(RECORDED DATA begins)
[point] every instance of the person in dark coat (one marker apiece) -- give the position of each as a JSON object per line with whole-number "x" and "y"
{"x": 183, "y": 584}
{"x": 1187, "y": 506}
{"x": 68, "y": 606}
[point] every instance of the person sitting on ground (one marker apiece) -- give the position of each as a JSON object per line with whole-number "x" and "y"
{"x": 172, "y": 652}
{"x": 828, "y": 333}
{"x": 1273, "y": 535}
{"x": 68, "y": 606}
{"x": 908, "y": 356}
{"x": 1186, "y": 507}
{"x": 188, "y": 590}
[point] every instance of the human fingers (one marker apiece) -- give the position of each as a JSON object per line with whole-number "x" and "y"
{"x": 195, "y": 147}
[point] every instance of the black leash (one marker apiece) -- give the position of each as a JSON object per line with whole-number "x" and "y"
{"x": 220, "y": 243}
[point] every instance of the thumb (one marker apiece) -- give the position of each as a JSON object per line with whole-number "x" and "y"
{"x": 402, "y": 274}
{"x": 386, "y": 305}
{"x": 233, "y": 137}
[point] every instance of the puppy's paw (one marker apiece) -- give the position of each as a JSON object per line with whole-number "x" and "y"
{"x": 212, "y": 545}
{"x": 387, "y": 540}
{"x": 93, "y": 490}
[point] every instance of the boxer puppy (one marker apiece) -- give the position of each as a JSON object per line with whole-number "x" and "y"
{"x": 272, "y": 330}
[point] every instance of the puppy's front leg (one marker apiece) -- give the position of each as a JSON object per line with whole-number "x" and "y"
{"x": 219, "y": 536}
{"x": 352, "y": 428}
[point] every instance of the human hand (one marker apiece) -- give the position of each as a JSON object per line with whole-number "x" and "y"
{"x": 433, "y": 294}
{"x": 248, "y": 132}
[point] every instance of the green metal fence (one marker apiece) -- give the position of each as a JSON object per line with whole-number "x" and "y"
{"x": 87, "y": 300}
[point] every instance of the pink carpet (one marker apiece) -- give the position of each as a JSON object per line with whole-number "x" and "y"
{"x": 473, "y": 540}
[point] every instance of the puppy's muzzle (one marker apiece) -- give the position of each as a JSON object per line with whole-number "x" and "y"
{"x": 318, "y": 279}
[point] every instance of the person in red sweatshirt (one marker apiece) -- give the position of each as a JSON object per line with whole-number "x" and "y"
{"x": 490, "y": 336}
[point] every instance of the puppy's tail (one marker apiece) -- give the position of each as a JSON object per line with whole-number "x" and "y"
(RECORDED DATA ends)
Print the records above exactly. Omit nothing.

[point] every instance of the person in dark coat (one marker apiece) -- give the position of each as a JSON object per line with whole-number "x" and "y"
{"x": 183, "y": 584}
{"x": 1187, "y": 506}
{"x": 68, "y": 606}
[point] every instance of the person sitting on ground (one marker apiece) -- give the position of each as a JSON object per line with whole-number "x" and "y"
{"x": 172, "y": 652}
{"x": 828, "y": 333}
{"x": 1273, "y": 535}
{"x": 68, "y": 606}
{"x": 908, "y": 356}
{"x": 1186, "y": 507}
{"x": 188, "y": 590}
[point] every instance of the human fingers (one marker apiece) -- give the position of each as a JSON object per line with whole-number "x" and "y"
{"x": 195, "y": 147}
[point] every instance of the black leash (one marker apiece) -- give the position of each as a JSON object per line with whole-number "x" and "y"
{"x": 220, "y": 243}
[point] every instance of the thumb (one marker apiece) -- give the position of each as a JSON object per line with whole-number "x" and "y"
{"x": 402, "y": 274}
{"x": 386, "y": 305}
{"x": 233, "y": 137}
[point] every instance of the puppy's paw (one marker apiece) -- give the position of each as a JSON object per line with whole-number "x" and "y"
{"x": 212, "y": 545}
{"x": 387, "y": 540}
{"x": 93, "y": 490}
[point] every instance of the boxer puppy (one marker apiece) -- give the position of each as a JSON object per line with whole-number "x" and "y"
{"x": 272, "y": 330}
[point] every instance of the puppy's front leg (one marker apiece) -- give the position of each as a JSON object per line with whole-number "x" and "y"
{"x": 219, "y": 536}
{"x": 352, "y": 428}
[point] every instance of the human hand (one marker apiece) -- give the position of each as a JSON object per line with whole-number "x" and "y"
{"x": 433, "y": 294}
{"x": 248, "y": 132}
[point] every instance of the green metal fence (one marker apiece) -- give the position of each as a JSON object per line with whole-number "x" and "y"
{"x": 87, "y": 300}
[point] every instance of the pink carpet (one marker apiece) -- give the position of each as a JSON object per line with whole-number "x" and "y"
{"x": 473, "y": 540}
[point] every instance of the puppy's muzzle (one marker apiece) -- give the position of each as a JSON object per line with whole-number "x" and "y"
{"x": 318, "y": 279}
[point] every instance of the person in red sweatshirt (one marker apiece) -- give the position of each as a JSON object per line with whole-number "x" and "y"
{"x": 490, "y": 336}
[point] every instance of the puppy's tail (one marker apiece) -- give the position of each as a JSON object per line with whole-number "x" and "y"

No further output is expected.